Organizations of all sizes, across all regions, and in all business sectors face an evolving risk from cyber criminals.1 As businesses have become increasingly dependent upon technology, criminals have shifted from theft of physical assets to the theft of electronic information. The growing use of technology-enabled processes exposes businesses to cybercrime -- from direct theft of data (leading to the potential loss of financial assets) to the theft of personal data (that can be used to assemble an attack on financial assets). Cybercrime can threaten processes from point-of-sale purchases by debit/credit cards in the retail environment, to ATM transactions in the banking environment, to e-commerce or on-line sales, and to electronic business communications.
Recent studies illustrate the wide-ranging threat of electronic crime. In 2017, more than three of four (78%) respondents to the U.S. State of Cybercrime Survey detected security events in the preceding twelve months, and more than one third (36%) reported that the number of security incidents had increased over the previous year. The average number of incidents is also significant, with increasing monetary loss.
While cyber criminals employ several measures to breach information security defenses and seize sensitive business information, technical security measures implemented in response to increased regulation (as a result of Sarbanes-Oxley, Gramm-Leach-Bliley, and the Health Insurance Portability and Accountability Act) make direct pure technological attacks more difficult and costly.
As a result, cyber criminals have shifted their focus away from such pure technological attacks and instead have increasingly attacked employees through the use of “social engineering” – a collection of techniques used to manipulate people into performing actions or divulging confidential information. Social engineering is not a new concept. A social engineer is nothing more than a con man who uses technology to swindle people and manipulate them into disclosing passwords or bank information or granting access to their computer.

> Instruction 1
Write out the cybercrime passage in full, word for word.
The cybercrime passage and the listing that follows have no connection to each other.

> Dataset excerpts

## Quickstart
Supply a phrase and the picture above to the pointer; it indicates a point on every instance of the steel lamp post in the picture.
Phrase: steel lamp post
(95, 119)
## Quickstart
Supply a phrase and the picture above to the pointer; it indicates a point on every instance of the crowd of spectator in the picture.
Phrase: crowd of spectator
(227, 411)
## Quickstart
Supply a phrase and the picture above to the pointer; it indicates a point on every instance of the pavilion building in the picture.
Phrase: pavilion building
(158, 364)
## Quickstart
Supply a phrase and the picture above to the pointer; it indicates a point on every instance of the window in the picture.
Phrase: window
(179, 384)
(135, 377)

==

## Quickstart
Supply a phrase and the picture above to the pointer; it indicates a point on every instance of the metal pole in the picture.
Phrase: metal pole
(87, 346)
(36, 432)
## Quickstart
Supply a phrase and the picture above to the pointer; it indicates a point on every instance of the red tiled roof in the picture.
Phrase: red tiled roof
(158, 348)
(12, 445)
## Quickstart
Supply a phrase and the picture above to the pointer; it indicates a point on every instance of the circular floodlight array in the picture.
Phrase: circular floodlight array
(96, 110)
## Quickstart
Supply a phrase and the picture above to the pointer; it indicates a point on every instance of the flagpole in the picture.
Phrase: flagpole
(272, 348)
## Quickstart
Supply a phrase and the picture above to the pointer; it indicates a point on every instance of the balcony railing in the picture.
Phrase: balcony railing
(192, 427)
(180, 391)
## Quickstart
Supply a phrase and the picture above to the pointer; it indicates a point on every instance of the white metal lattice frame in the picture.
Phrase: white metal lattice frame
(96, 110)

...

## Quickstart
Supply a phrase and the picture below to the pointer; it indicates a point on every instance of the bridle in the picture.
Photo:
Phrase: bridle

> Instruction 2
Find all lines in the listing that contain the string "every" and copy them out. The match is case-sensitive.

> Correct response 1
Organizations of all sizes, across all regions, and in all business sectors face an evolving risk from cyber criminals.1 As businesses have become increasingly dependent upon technology, criminals have shifted from theft of physical assets to the theft of electronic information. The growing use of technology-enabled processes exposes businesses to cybercrime -- from direct theft of data (leading to the potential loss of financial assets) to the theft of personal data (that can be used to assemble an attack on financial assets). Cybercrime can threaten processes from point-of-sale purchases by debit/credit cards in the retail environment, to ATM transactions in the banking environment, to e-commerce or on-line sales, and to electronic business communications.
Recent studies illustrate the wide-ranging threat of electronic crime. In 2017, more than three of four (78%) respondents to the U.S. State of Cybercrime Survey detected security events in the preceding twelve months, and more than one third (36%) reported that the number of security incidents had increased over the previous year. The average number of incidents is also significant, with increasing monetary loss.
While cyber criminals employ several measures to breach information security defenses and seize sensitive business information, technical security measures implemented in response to increased regulation (as a result of Sarbanes-Oxley, Gramm-Leach-Bliley, and the Health Insurance Portability and Accountability Act) make direct pure technological attacks more difficult and costly.
As a result, cyber criminals have shifted their focus away from such pure technological attacks and instead have increasingly attacked employees through the use of “social engineering” – a collection of techniques used to manipulate people into performing actions or divulging confidential information. Social engineering is not a new concept. A social engineer is nothing more than a con man who uses technology to swindle people and manipulate them into disclosing passwords or bank information or granting access to their computer.

> Correct response 2
Supply a phrase and the picture above to the pointer; it indicates a point on every instance of the steel lamp post in the picture.
Supply a phrase and the picture above to the pointer; it indicates a point on every instance of the crowd of spectator in the picture.
Supply a phrase and the picture above to the pointer; it indicates a point on every instance of the pavilion building in the picture.
Supply a phrase and the picture above to the pointer; it indicates a point on every instance of the window in the picture.
Supply a phrase and the picture above to the pointer; it indicates a point on every instance of the metal pole in the picture.
Supply a phrase and the picture above to the pointer; it indicates a point on every instance of the red tiled roof in the picture.
Supply a phrase and the picture above to the pointer; it indicates a point on every instance of the circular floodlight array in the picture.
Supply a phrase and the picture above to the pointer; it indicates a point on every instance of the flagpole in the picture.
Supply a phrase and the picture above to the pointer; it indicates a point on every instance of the balcony railing in the picture.
Supply a phrase and the picture above to the pointer; it indicates a point on every instance of the white metal lattice frame in the picture.
Supply a phrase and the picture below to the pointer; it indicates a point on every instance of the bridle in the picture.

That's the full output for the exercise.